(TASK DATA)

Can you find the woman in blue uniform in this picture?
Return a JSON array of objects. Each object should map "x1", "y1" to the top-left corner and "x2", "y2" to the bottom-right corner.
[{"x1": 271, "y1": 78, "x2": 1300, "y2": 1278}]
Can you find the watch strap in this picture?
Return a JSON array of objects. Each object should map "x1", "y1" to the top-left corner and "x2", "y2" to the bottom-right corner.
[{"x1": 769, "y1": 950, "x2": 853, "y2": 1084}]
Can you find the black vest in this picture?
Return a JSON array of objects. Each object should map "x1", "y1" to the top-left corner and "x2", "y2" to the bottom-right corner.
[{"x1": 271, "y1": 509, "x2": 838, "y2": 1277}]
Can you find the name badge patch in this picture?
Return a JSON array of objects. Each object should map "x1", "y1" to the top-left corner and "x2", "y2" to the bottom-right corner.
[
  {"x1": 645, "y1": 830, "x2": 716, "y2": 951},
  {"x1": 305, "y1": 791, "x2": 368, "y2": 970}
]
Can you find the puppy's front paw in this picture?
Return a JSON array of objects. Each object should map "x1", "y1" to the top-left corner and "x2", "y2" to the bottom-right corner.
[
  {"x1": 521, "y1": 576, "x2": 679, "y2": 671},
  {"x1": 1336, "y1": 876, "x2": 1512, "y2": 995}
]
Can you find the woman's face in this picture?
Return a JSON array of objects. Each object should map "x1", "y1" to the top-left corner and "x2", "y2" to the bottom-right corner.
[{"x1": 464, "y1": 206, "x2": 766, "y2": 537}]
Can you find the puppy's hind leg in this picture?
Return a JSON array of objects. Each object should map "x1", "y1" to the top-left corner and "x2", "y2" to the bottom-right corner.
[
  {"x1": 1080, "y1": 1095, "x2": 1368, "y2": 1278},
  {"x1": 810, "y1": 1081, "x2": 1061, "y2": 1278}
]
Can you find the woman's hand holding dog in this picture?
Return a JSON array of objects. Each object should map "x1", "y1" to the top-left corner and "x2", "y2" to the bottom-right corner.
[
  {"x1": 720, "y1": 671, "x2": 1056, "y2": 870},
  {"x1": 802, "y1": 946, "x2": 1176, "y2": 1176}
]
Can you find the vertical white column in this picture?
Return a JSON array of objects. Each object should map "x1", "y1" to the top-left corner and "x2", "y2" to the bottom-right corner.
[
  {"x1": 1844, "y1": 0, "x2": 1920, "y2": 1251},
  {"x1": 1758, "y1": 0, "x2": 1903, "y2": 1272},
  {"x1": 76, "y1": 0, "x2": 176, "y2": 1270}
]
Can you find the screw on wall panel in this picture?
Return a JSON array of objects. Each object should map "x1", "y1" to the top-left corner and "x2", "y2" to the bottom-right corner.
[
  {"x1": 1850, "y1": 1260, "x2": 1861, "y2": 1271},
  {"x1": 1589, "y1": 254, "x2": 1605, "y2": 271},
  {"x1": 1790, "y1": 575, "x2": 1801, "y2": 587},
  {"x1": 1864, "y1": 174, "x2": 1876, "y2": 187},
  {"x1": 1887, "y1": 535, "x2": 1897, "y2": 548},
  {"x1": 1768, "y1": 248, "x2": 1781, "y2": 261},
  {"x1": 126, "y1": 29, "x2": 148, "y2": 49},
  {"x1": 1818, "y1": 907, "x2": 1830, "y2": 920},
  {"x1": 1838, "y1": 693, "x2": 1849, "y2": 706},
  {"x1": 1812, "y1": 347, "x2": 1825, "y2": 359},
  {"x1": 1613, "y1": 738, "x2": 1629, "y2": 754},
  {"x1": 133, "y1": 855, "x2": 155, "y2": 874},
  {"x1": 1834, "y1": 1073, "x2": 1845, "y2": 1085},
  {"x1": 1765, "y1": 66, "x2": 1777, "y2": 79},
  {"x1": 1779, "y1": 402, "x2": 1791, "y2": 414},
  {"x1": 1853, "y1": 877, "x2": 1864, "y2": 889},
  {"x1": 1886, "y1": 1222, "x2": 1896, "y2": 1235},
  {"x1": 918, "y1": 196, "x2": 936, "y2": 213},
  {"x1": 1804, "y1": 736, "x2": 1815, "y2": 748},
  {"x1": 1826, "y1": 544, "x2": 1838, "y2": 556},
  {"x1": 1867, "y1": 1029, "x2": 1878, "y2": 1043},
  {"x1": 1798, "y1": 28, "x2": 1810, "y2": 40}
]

(ACTIVITY) Set out every record in full, exactly as given.

(RESULT OF THE TASK)
Can you find the woman in blue uniform in this picture?
Return a JSON array of objects. Each object should map "x1", "y1" to the top-left corner and "x2", "y2" to the bottom-right corner.
[{"x1": 271, "y1": 78, "x2": 1300, "y2": 1278}]
Can you find the watch strap in this picture?
Return a JSON array of objects. Each object should map "x1", "y1" to the top-left corner and "x2", "y2" to the bottom-right corner.
[{"x1": 769, "y1": 950, "x2": 853, "y2": 1084}]
Can you find the black vest in this picture?
Return a JSON array of objects. Each object should map "x1", "y1" to the top-left corner and "x2", "y2" to the bottom-right corner.
[{"x1": 271, "y1": 509, "x2": 838, "y2": 1277}]
Can you find the name badge patch in this picture?
Return a JSON array of objects. Each object should map "x1", "y1" to the top-left corner and "x2", "y2" to the bottom-right corner.
[
  {"x1": 645, "y1": 830, "x2": 716, "y2": 951},
  {"x1": 305, "y1": 791, "x2": 368, "y2": 970}
]
Can you find the puppy's front paw in this picture?
Return a JSON array of objects. Each object should map "x1", "y1" to the top-left corner and "x2", "y2" to the bottom-right corner.
[
  {"x1": 521, "y1": 576, "x2": 679, "y2": 671},
  {"x1": 1336, "y1": 876, "x2": 1512, "y2": 995}
]
Can you find the woman's face in this picture?
Return a JSON array of objects. Each object should map "x1", "y1" to the top-left corner and "x2", "y2" to the bottom-right corner.
[{"x1": 464, "y1": 206, "x2": 766, "y2": 537}]
Can you find the puppy's hind leg in this picture?
Return a JSON array of objects. Each object should map "x1", "y1" to the top-left corner and "x2", "y2" to the bottom-right corner.
[
  {"x1": 1080, "y1": 1095, "x2": 1368, "y2": 1278},
  {"x1": 810, "y1": 1081, "x2": 1061, "y2": 1278}
]
Can you find the woman's hand holding dog in this picture?
Return a JSON array of objects. Each object should map "x1", "y1" to the top-left corner and "x2", "y2" to the bottom-right corner.
[
  {"x1": 720, "y1": 671, "x2": 1056, "y2": 870},
  {"x1": 802, "y1": 946, "x2": 1176, "y2": 1176}
]
Can you find the vertical white column in this picture?
Return a JSON array of objects. Each object should map "x1", "y1" to the top-left corner and "x2", "y2" to the bottom-right corner.
[
  {"x1": 1844, "y1": 0, "x2": 1920, "y2": 1251},
  {"x1": 1758, "y1": 0, "x2": 1903, "y2": 1272},
  {"x1": 76, "y1": 0, "x2": 176, "y2": 1270}
]
Can you find the screw on wall panel in this picture?
Return a JSON array of objects. Each object should map "x1", "y1" to the top-left corner and "x2", "y2" to the bottom-right corner.
[
  {"x1": 1850, "y1": 1260, "x2": 1861, "y2": 1271},
  {"x1": 1589, "y1": 254, "x2": 1605, "y2": 271},
  {"x1": 1790, "y1": 575, "x2": 1801, "y2": 587},
  {"x1": 1864, "y1": 174, "x2": 1876, "y2": 187},
  {"x1": 1887, "y1": 535, "x2": 1897, "y2": 548},
  {"x1": 1768, "y1": 248, "x2": 1781, "y2": 261},
  {"x1": 126, "y1": 29, "x2": 148, "y2": 49},
  {"x1": 1818, "y1": 907, "x2": 1830, "y2": 920},
  {"x1": 1838, "y1": 693, "x2": 1849, "y2": 706},
  {"x1": 1812, "y1": 347, "x2": 1825, "y2": 359},
  {"x1": 1613, "y1": 738, "x2": 1629, "y2": 754},
  {"x1": 133, "y1": 855, "x2": 155, "y2": 874},
  {"x1": 1834, "y1": 1073, "x2": 1845, "y2": 1085},
  {"x1": 1765, "y1": 66, "x2": 1777, "y2": 79},
  {"x1": 1779, "y1": 402, "x2": 1791, "y2": 414},
  {"x1": 1853, "y1": 877, "x2": 1864, "y2": 889},
  {"x1": 1886, "y1": 1222, "x2": 1896, "y2": 1235},
  {"x1": 918, "y1": 196, "x2": 936, "y2": 213},
  {"x1": 1804, "y1": 736, "x2": 1815, "y2": 748},
  {"x1": 1826, "y1": 544, "x2": 1838, "y2": 556},
  {"x1": 1867, "y1": 1029, "x2": 1878, "y2": 1043},
  {"x1": 1798, "y1": 28, "x2": 1810, "y2": 40}
]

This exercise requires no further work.